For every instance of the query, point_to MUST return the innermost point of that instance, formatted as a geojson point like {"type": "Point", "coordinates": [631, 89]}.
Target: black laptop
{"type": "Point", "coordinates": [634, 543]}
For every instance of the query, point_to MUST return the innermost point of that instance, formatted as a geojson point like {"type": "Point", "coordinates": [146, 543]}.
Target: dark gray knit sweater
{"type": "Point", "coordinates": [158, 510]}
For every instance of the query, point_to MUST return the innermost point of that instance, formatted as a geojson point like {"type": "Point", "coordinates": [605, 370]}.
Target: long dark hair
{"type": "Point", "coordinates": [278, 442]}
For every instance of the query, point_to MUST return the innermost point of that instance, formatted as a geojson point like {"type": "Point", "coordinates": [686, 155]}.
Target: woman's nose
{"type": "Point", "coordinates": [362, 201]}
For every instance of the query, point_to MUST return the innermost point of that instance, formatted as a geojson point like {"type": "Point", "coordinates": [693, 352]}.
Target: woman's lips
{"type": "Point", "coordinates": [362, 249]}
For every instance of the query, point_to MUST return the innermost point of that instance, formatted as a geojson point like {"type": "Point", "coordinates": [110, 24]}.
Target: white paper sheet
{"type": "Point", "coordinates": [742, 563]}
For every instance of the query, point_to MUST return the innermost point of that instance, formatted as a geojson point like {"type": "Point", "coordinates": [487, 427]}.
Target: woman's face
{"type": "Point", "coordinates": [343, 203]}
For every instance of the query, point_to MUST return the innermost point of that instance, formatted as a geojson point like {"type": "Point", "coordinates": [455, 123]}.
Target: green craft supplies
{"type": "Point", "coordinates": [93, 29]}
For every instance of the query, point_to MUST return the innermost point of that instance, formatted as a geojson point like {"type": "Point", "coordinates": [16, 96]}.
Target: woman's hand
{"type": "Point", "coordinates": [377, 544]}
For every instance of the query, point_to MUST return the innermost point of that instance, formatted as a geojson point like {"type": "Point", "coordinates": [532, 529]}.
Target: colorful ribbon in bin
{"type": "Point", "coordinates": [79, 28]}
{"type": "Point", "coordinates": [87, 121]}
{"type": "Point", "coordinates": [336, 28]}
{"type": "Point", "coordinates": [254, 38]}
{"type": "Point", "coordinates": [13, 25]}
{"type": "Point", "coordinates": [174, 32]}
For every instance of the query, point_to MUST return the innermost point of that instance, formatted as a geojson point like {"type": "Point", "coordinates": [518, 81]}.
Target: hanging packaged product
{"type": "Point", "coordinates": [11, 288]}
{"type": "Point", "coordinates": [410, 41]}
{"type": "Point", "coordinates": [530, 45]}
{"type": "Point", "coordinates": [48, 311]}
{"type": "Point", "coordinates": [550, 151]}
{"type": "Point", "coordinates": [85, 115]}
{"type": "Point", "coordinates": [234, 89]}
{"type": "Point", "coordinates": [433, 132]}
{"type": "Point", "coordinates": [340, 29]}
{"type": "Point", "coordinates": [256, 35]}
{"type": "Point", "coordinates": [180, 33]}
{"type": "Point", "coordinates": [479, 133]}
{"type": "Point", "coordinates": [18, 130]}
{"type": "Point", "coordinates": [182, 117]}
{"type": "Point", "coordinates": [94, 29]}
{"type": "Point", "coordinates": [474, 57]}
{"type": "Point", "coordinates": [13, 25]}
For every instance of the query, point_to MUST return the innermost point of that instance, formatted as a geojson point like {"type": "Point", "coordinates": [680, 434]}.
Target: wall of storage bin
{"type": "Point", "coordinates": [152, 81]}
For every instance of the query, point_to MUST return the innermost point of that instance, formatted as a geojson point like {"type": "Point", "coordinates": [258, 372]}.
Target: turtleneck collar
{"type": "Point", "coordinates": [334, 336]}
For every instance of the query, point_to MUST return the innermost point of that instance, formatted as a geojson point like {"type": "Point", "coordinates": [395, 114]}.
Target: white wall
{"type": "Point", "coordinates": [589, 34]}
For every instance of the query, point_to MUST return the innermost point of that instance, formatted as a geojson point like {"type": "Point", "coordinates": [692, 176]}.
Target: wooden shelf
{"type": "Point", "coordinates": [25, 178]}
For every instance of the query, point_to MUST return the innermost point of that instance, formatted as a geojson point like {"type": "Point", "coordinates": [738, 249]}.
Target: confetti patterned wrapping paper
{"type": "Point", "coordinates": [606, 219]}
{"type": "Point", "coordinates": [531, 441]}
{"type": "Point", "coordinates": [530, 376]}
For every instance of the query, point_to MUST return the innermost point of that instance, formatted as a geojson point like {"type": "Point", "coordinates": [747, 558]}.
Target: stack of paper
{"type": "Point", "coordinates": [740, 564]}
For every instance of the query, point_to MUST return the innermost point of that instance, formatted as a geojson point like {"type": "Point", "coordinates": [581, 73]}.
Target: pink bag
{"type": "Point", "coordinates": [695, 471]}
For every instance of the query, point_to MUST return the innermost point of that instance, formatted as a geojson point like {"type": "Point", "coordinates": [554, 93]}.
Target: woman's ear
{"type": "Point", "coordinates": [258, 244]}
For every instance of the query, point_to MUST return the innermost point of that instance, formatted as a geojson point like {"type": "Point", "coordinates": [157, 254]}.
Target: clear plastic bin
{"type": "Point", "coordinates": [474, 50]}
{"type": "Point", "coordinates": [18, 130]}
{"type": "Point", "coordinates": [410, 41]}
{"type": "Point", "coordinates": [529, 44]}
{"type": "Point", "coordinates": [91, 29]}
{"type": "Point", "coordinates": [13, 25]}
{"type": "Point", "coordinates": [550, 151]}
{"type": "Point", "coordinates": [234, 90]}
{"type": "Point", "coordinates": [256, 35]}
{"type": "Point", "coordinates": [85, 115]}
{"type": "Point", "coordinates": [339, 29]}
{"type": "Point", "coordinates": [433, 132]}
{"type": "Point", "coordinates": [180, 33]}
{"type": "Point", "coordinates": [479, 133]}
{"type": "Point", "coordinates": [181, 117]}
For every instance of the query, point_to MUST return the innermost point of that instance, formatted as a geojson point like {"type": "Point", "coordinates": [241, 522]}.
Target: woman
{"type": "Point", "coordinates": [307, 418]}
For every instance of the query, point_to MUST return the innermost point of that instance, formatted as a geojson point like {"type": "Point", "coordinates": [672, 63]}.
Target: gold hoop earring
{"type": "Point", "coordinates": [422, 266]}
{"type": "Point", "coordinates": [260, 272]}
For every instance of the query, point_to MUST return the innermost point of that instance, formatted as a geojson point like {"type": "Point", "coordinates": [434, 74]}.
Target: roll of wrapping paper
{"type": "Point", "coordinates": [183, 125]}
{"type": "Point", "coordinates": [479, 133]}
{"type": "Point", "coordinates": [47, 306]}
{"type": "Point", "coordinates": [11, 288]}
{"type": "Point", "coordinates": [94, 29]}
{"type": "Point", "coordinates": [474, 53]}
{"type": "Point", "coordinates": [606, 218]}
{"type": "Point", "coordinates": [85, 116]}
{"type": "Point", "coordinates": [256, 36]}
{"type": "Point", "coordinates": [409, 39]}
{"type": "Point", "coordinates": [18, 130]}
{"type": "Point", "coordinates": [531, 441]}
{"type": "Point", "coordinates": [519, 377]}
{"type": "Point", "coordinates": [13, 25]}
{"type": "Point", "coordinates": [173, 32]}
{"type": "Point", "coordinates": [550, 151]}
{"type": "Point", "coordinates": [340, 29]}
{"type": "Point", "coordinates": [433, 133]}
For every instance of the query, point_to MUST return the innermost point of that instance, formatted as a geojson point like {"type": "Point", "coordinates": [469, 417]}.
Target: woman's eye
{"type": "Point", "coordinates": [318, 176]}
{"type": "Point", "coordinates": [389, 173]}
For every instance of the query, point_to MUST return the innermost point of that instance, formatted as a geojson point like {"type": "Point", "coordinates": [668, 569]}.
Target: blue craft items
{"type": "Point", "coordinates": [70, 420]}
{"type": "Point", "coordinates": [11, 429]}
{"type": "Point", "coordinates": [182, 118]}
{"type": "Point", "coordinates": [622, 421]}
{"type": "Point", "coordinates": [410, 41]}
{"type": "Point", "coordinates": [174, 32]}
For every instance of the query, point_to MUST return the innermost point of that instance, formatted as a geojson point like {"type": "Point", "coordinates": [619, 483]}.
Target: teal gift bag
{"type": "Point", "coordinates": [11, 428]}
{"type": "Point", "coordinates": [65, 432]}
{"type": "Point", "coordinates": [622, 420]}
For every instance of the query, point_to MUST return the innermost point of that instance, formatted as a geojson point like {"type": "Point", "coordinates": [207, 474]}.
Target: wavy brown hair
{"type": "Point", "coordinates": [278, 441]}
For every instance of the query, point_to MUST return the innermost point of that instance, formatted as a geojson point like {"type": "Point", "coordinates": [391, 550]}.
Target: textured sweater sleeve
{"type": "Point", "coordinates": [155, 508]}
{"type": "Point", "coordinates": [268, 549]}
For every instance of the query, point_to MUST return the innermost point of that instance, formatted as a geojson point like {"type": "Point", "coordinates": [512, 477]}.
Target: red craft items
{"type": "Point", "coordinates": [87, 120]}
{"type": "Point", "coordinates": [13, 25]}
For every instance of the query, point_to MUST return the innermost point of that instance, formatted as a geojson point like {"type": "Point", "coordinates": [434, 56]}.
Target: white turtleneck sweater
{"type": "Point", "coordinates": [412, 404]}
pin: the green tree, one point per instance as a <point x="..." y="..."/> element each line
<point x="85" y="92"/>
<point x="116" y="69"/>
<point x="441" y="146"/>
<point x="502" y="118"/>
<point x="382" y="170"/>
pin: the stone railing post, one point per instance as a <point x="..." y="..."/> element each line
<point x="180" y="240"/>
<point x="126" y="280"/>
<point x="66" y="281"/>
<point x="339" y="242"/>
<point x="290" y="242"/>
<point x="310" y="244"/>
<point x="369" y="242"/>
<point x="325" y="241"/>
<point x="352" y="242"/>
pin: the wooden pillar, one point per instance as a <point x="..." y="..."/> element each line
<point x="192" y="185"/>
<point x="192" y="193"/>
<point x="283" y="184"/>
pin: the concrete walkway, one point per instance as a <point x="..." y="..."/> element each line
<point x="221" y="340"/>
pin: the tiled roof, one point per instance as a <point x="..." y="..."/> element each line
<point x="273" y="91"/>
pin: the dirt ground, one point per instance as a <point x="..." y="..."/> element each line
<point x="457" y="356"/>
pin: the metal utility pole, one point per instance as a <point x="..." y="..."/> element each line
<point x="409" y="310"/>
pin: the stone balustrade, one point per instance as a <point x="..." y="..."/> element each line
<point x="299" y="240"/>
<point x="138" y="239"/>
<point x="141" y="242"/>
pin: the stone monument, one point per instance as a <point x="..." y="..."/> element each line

__How to complete this task__
Take the line containing "pin: the green" as the first line and the last line of the data above as the final one. Write out these lines and all between them exactly.

__Exercise answer__
pin: the green tree, one point per instance as a <point x="..." y="..."/> element each line
<point x="85" y="92"/>
<point x="116" y="69"/>
<point x="441" y="146"/>
<point x="502" y="118"/>
<point x="382" y="170"/>
pin: the stone railing post, one point per instance as a <point x="..." y="..."/> element each line
<point x="180" y="240"/>
<point x="126" y="280"/>
<point x="66" y="281"/>
<point x="339" y="242"/>
<point x="290" y="242"/>
<point x="310" y="244"/>
<point x="369" y="242"/>
<point x="325" y="241"/>
<point x="352" y="242"/>
pin: the wooden pillar, one point per instance as a <point x="..." y="..."/> element each line
<point x="192" y="185"/>
<point x="192" y="193"/>
<point x="283" y="184"/>
pin: the concrete walkway, one point per instance as a <point x="..." y="..."/> element each line
<point x="221" y="340"/>
pin: the tiled roof, one point per instance as a <point x="..." y="..."/> element each line
<point x="273" y="91"/>
pin: the dirt ground, one point per instance as a <point x="..." y="..."/> element each line
<point x="457" y="356"/>
pin: the metal utility pole, one point per instance as a <point x="..." y="..."/> element each line
<point x="409" y="310"/>
pin: the stone balustrade, one point per instance as a <point x="..." y="..."/> element each line
<point x="299" y="240"/>
<point x="138" y="239"/>
<point x="141" y="242"/>
pin: the stone monument, one point per instance as a <point x="..." y="..."/> element each line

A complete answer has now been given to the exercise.